*Task:* Pull out each line of the records holding the string "jacket".

Entries taken from a collection:
++++++++++
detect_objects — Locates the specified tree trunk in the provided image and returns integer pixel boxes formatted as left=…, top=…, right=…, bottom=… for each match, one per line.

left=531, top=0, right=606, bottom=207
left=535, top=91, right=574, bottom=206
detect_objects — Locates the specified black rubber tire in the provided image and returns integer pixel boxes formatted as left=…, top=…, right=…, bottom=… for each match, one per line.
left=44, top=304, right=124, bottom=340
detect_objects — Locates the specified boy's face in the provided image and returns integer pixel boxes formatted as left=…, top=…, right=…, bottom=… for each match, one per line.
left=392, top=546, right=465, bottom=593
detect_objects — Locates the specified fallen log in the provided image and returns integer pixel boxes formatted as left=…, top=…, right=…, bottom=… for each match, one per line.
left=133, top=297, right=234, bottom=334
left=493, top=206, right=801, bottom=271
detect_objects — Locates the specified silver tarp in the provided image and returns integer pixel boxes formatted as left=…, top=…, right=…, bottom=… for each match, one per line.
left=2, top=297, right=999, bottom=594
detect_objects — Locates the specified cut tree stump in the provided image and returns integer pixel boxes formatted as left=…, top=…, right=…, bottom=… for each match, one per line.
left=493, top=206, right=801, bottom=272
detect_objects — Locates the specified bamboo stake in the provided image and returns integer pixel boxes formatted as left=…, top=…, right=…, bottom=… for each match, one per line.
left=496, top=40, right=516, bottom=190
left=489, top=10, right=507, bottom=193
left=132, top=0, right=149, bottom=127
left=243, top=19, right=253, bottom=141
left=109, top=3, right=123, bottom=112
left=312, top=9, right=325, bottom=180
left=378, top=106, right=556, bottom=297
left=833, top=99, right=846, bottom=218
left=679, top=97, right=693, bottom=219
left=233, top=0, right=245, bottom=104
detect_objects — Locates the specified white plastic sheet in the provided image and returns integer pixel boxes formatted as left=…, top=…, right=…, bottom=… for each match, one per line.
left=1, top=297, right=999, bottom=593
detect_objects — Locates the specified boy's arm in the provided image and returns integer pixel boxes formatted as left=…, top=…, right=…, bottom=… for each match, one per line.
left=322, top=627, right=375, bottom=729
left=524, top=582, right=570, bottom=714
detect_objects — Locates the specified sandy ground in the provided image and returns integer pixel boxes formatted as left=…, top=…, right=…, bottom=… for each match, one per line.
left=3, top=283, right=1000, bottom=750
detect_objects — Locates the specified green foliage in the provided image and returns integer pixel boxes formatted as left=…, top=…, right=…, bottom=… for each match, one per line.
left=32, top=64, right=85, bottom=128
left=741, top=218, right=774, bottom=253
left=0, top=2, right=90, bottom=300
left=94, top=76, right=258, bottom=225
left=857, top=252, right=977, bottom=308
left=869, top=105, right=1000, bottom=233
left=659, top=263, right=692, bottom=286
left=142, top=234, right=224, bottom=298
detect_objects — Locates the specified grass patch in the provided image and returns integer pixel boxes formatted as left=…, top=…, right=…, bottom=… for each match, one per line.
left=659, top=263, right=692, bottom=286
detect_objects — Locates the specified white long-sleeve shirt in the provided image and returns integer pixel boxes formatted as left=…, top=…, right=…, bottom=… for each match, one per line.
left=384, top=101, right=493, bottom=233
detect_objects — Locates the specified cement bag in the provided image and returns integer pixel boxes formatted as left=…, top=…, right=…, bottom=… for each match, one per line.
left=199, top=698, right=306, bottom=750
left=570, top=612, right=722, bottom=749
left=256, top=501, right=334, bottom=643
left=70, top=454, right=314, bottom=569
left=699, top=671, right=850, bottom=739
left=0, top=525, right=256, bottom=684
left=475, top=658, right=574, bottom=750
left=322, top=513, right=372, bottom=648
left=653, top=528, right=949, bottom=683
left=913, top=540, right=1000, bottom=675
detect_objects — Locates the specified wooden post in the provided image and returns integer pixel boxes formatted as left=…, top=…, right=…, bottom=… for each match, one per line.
++++++++++
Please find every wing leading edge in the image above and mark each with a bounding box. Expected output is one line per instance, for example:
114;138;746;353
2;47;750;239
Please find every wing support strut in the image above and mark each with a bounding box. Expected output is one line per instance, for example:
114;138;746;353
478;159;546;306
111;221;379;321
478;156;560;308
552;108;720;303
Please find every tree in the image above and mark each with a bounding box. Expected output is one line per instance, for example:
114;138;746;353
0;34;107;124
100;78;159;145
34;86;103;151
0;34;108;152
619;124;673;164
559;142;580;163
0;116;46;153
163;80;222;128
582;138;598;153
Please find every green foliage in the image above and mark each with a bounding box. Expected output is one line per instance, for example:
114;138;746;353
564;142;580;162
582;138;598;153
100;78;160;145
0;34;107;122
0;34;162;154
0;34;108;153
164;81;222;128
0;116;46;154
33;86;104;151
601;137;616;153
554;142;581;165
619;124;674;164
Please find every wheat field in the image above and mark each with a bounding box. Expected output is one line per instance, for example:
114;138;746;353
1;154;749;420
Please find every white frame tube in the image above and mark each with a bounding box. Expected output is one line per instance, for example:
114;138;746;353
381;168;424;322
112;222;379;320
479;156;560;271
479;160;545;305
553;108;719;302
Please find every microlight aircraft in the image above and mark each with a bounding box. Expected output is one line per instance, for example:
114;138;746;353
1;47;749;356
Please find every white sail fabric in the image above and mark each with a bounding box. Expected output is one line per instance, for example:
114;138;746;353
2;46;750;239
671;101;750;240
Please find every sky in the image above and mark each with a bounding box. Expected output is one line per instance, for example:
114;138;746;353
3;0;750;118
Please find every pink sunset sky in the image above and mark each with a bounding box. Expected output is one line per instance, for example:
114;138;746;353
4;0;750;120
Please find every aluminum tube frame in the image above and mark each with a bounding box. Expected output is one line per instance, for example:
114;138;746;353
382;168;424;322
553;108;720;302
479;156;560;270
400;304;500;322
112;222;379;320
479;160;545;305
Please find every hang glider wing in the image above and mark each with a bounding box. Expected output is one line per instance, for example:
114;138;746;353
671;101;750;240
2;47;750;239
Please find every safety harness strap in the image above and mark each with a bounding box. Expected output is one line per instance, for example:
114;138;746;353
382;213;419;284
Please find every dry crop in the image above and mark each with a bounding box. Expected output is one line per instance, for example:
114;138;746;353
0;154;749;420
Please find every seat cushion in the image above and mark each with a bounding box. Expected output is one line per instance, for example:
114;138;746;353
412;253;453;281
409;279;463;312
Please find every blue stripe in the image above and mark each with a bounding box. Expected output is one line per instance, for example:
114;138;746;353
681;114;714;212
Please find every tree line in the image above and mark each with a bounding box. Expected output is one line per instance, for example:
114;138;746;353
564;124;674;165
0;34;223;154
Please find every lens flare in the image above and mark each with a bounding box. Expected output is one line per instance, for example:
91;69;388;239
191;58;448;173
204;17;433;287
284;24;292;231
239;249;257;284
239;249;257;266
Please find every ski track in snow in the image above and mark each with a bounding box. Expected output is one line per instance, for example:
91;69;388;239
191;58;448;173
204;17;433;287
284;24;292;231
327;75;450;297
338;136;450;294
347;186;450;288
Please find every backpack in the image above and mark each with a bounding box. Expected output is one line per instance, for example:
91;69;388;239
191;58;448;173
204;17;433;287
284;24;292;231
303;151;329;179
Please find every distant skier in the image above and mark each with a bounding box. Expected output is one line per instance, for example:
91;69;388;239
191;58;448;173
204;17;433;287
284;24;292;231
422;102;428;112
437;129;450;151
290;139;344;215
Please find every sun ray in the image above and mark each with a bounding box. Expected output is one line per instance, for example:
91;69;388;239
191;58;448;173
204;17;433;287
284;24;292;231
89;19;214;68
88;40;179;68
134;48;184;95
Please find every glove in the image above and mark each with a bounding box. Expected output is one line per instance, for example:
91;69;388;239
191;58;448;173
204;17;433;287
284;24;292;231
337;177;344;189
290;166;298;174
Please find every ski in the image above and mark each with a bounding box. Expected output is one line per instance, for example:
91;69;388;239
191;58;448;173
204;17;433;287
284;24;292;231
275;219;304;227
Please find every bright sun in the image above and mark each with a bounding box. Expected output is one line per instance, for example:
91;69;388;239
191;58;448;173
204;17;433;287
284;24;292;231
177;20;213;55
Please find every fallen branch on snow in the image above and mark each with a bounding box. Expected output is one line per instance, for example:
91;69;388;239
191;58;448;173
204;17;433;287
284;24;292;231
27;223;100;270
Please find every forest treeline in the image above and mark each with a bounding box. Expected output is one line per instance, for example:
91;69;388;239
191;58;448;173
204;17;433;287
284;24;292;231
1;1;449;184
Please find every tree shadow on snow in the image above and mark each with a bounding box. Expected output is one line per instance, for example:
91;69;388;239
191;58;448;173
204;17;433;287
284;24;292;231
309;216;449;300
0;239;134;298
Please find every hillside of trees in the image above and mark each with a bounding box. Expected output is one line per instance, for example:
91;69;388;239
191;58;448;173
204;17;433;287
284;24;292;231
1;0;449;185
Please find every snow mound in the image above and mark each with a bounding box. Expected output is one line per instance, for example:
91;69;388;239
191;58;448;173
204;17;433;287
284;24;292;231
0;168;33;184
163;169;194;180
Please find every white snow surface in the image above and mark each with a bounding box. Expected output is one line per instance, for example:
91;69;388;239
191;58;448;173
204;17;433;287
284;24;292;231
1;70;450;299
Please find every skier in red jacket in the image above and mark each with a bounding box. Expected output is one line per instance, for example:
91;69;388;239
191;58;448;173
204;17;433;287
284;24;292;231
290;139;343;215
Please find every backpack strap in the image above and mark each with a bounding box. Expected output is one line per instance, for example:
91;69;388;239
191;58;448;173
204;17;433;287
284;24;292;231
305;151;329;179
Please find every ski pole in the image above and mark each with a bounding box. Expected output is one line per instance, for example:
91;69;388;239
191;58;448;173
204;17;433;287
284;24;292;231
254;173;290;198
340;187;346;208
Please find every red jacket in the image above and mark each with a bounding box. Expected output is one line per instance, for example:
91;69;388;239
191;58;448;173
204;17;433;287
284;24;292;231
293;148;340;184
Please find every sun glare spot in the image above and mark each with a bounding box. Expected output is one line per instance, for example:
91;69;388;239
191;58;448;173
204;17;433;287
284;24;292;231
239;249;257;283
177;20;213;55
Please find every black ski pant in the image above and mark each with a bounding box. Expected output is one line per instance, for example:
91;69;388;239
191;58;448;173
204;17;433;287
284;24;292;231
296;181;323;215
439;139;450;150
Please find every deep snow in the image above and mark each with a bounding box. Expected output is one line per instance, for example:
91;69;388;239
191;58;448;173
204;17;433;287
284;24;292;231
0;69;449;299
++++++++++
*Result for this exercise:*
Please find every skier in red jacket in the image above and mark each with a bounding box. Expected output is one line per instance, for example:
Please find every red jacket in the image above and mark each with a bounding box. Expected output is one line per instance, for example:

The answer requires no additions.